__Source passage__.
Max Blumenthal video from YouTube linked here.
This clip linked above is footage of journalist Max Blumenthal, who independently went to Venezuela, funding his own report to the UN. Of course, once there he was confronted with very different conditions than reports by US cable news outlets would have us believe.
As an attempt to keep this post brief (ish) I will allow readers to check the video out for themselves. Please leave feedback and thoughts in the comments section. The Venezuela coup is a story I’ll be writing more about.
Meanwhile, CNN and the other corporate stations are promoting fear, war and basically not doing their jobs as investigators. The only time the questions get “tough” is when someone like Tulsi Gabbard – a veteran in Congress who is calling out the war machine – gets interviewed. It is then that their support for US government talking points and forced regime change in Syria and Venezuela become painfully obvious.
I vaguely remember being taught in Civics class that the media was the fourth branch of the govt, conceivably to act as a check on corruption and speak truth to power. When CNN, FOX, MSNBC and talk show hosts like Colbert and Meagan McCain ALL agree on something, your BS radar should go off.
I don’t watch broadcast news every day and I’m actually a lot less stressed. I’m not less-informed than others I know. They repeat the same stories all day anyway.
I do regularly read through longer form printed books and original source documents, which helps educate me but I get that this may not fit into your lifestyle.
The best way to stay informed, I find, is to find your emotional blind spot and keep checking it. We all have biases. Emotional, political. Listen to people you disagree with. No one says you have to adopt those ideas but unpacking the points that trigger you can be an extremely valuable exercise. As either Aristotle or Tupac said, “Know thyself lest ye wreck thyself…”
Once a month I cram all my media snippets and desired C-Span coverage with a full-day binge on YouTube, carefully selecting smaller doses of corporate news. It’s more for a point of reference, a place to begin.

__Given request__. Reproduce word for word the stretch of the post above on news coverage of Venezuela that opens with the words containing "Once a month" and closes with "place to begin.".

__Dataset excerpt__.
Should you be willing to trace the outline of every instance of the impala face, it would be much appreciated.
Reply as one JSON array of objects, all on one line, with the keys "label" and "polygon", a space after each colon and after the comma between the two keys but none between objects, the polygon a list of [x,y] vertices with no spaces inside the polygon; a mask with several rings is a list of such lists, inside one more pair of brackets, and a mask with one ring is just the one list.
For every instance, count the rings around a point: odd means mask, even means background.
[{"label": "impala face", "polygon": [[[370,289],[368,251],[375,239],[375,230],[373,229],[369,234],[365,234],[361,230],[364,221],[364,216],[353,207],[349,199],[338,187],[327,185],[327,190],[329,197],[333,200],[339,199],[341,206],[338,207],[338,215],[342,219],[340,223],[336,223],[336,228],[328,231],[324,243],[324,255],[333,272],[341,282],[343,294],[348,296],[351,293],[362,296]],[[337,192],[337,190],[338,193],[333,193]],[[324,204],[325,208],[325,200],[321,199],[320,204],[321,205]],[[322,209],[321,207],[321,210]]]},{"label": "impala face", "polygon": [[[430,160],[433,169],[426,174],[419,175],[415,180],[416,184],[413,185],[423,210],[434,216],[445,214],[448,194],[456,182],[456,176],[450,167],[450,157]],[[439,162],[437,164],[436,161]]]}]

__Full answer__.
Once a month I cram all my media snippets and desired C-Span coverage with a full-day binge on YouTube, carefully selecting smaller doses of corporate news. It’s more for a point of reference, a place to begin.